To do: If a line in the listing below holds the word "indicate", it counts toward the total; report that total alone.

Data records:
##############################

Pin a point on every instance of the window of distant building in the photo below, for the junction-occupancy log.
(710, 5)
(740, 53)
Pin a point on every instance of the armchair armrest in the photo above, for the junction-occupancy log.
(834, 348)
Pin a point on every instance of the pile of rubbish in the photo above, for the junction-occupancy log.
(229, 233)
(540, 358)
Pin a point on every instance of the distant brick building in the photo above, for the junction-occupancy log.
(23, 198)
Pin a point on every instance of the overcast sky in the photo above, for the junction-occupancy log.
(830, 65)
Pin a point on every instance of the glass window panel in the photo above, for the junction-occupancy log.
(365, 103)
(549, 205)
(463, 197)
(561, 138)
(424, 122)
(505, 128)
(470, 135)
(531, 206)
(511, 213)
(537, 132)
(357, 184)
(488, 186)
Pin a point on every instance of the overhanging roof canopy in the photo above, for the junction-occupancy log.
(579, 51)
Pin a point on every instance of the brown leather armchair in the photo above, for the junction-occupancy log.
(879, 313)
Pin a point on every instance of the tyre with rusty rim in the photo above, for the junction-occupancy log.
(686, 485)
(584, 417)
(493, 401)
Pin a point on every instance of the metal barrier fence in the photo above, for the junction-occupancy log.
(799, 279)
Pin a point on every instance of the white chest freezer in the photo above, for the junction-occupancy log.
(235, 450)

##############################

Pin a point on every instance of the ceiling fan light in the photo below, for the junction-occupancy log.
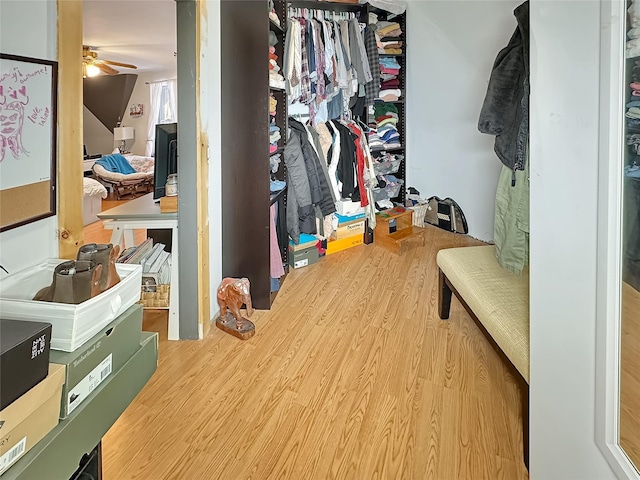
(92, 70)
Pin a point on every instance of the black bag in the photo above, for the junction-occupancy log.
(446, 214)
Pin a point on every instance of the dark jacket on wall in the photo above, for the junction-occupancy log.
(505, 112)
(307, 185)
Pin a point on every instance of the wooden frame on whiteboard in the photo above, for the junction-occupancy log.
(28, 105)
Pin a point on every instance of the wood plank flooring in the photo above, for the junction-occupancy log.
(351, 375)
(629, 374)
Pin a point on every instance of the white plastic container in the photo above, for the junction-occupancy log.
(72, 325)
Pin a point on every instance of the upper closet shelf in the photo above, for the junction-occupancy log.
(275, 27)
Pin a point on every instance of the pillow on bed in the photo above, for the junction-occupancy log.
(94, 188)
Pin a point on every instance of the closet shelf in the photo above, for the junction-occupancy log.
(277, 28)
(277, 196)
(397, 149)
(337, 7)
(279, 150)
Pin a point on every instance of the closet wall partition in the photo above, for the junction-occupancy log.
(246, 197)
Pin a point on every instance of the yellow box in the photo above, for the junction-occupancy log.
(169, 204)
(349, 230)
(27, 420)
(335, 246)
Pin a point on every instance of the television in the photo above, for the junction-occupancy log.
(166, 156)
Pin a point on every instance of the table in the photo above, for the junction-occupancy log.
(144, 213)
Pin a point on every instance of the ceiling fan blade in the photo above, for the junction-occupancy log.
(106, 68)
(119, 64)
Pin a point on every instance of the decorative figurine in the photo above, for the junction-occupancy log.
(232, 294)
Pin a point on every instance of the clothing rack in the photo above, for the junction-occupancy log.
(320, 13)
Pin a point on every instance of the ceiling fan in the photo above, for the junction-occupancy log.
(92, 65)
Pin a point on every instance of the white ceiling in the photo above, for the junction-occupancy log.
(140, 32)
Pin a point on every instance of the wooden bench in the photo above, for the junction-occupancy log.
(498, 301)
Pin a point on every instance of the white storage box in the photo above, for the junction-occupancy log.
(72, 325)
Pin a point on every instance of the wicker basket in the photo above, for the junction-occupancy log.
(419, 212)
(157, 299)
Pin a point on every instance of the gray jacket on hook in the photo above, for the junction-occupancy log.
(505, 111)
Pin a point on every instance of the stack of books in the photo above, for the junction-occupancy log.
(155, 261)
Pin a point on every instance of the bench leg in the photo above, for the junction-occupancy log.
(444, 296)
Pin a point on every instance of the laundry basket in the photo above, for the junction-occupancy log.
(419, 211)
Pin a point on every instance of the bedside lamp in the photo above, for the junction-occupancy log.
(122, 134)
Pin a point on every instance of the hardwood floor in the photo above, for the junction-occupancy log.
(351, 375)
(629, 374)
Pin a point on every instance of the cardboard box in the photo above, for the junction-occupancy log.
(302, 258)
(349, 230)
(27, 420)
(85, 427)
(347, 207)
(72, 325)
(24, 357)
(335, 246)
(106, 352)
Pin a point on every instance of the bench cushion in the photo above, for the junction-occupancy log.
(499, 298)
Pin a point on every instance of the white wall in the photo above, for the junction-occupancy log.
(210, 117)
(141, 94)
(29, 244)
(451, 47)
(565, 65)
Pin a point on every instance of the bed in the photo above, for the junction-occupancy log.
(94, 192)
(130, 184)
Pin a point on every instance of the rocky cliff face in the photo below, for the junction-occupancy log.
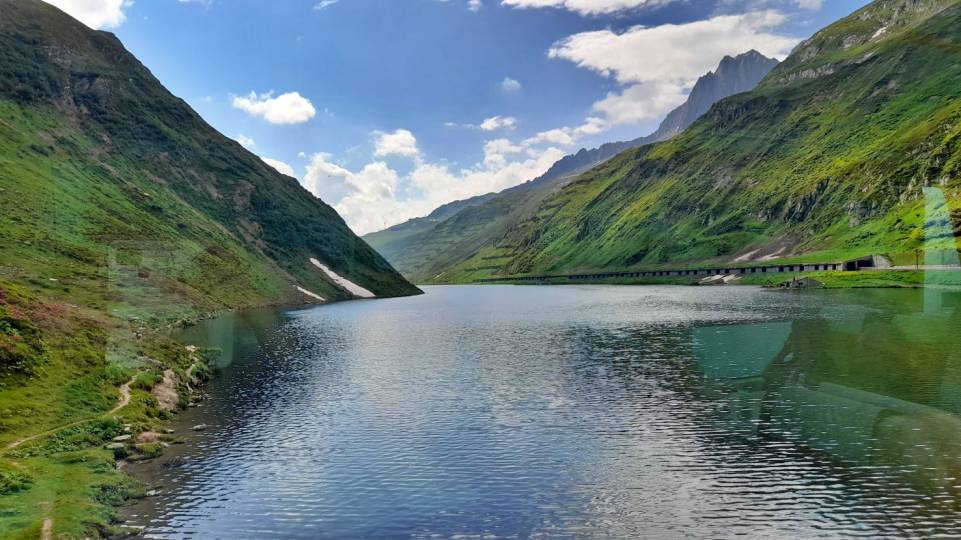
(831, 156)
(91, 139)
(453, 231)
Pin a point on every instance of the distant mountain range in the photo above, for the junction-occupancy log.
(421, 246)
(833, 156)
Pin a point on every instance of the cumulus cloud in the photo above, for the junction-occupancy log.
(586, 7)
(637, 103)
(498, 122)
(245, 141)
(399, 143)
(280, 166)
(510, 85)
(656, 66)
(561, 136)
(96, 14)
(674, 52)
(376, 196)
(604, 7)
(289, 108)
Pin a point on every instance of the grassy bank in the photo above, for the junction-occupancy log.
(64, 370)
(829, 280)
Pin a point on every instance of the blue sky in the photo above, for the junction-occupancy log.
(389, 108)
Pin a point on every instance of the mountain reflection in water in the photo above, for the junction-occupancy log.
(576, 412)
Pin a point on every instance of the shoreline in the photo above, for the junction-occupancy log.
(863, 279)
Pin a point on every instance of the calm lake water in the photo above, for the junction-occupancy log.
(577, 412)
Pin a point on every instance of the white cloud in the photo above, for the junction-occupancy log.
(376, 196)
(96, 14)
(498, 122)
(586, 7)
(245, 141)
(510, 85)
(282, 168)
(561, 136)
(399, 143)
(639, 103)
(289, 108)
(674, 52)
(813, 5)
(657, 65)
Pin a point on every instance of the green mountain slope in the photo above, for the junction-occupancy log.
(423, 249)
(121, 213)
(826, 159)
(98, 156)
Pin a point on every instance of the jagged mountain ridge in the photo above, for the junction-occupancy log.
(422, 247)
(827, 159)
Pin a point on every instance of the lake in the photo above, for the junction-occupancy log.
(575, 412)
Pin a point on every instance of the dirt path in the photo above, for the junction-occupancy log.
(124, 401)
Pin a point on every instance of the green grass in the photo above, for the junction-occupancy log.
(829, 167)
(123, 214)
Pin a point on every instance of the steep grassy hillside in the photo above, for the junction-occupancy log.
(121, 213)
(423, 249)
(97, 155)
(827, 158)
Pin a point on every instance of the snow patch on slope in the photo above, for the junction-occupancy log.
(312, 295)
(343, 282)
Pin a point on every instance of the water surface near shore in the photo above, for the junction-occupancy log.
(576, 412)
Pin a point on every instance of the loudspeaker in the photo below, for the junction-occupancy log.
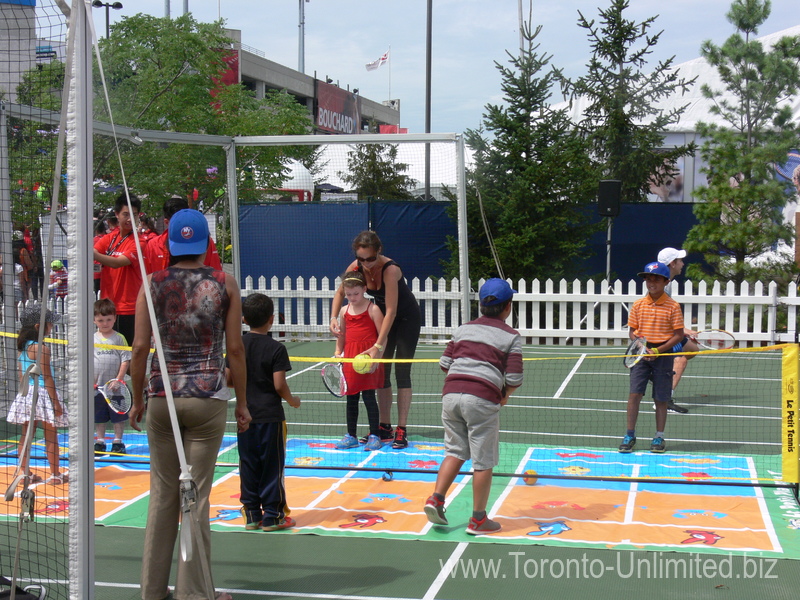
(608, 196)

##############################

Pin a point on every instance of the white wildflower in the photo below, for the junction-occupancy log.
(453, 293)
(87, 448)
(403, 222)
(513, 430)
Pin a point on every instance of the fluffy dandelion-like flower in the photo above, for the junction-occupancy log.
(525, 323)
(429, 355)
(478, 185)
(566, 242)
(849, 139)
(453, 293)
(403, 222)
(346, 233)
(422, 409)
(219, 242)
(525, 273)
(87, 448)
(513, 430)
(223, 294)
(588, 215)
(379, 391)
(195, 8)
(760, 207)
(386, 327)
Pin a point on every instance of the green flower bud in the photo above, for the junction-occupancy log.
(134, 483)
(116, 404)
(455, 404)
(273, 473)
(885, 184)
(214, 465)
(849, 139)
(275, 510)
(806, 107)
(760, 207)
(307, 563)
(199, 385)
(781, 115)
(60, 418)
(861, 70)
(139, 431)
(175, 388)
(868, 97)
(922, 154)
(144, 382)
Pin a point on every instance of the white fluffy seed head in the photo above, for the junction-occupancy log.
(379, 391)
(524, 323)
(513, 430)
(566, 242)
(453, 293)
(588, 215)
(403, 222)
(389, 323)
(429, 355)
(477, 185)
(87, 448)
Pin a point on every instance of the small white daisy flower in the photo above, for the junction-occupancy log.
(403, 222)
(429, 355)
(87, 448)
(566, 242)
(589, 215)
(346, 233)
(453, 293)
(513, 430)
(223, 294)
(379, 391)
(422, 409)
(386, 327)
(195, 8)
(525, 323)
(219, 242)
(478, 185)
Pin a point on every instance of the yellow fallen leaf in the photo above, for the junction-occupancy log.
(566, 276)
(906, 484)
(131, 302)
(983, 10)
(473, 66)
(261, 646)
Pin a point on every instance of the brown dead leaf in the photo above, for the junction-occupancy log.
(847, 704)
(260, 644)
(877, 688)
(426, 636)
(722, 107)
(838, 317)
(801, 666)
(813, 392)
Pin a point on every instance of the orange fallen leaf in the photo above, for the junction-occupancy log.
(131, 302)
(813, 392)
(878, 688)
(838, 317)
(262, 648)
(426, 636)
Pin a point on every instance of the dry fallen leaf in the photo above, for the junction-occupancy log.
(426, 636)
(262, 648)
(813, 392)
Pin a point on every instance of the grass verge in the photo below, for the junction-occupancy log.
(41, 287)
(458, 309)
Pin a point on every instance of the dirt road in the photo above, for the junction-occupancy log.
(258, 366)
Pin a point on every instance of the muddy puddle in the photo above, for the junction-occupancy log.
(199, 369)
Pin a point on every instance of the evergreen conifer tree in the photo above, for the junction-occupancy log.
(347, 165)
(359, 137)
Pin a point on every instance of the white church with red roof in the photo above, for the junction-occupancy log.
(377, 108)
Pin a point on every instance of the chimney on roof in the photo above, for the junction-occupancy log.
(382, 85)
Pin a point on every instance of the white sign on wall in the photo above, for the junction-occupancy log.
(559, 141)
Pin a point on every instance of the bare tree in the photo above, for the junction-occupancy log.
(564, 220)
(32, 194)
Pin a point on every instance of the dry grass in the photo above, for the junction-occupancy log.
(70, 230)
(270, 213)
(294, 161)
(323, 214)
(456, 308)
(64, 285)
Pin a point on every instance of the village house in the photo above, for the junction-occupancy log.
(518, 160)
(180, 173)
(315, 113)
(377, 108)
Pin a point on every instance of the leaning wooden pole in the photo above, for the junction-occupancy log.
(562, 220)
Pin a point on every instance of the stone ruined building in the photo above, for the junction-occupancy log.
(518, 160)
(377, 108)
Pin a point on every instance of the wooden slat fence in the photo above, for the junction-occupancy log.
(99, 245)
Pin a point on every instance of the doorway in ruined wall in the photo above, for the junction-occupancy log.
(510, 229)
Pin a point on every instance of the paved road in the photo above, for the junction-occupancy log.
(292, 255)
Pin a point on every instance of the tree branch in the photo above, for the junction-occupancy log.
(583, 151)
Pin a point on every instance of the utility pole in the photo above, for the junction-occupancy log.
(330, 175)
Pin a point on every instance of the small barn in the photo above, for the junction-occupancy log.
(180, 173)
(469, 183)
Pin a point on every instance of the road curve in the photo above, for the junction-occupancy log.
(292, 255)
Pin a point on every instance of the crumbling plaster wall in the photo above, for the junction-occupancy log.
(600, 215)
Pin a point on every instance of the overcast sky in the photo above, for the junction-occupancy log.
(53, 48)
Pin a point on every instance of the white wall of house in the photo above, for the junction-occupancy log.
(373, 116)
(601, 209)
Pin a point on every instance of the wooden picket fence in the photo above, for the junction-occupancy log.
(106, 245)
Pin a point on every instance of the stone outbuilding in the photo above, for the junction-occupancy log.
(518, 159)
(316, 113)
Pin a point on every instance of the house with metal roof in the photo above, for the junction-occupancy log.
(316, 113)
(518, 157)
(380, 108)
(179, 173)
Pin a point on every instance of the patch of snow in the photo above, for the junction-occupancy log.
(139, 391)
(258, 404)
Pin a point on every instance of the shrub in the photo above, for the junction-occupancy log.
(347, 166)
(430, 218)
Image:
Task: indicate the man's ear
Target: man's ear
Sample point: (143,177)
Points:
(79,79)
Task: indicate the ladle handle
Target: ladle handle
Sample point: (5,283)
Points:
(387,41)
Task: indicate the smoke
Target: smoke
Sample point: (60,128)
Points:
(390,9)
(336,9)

##############################

Answer to this problem: 3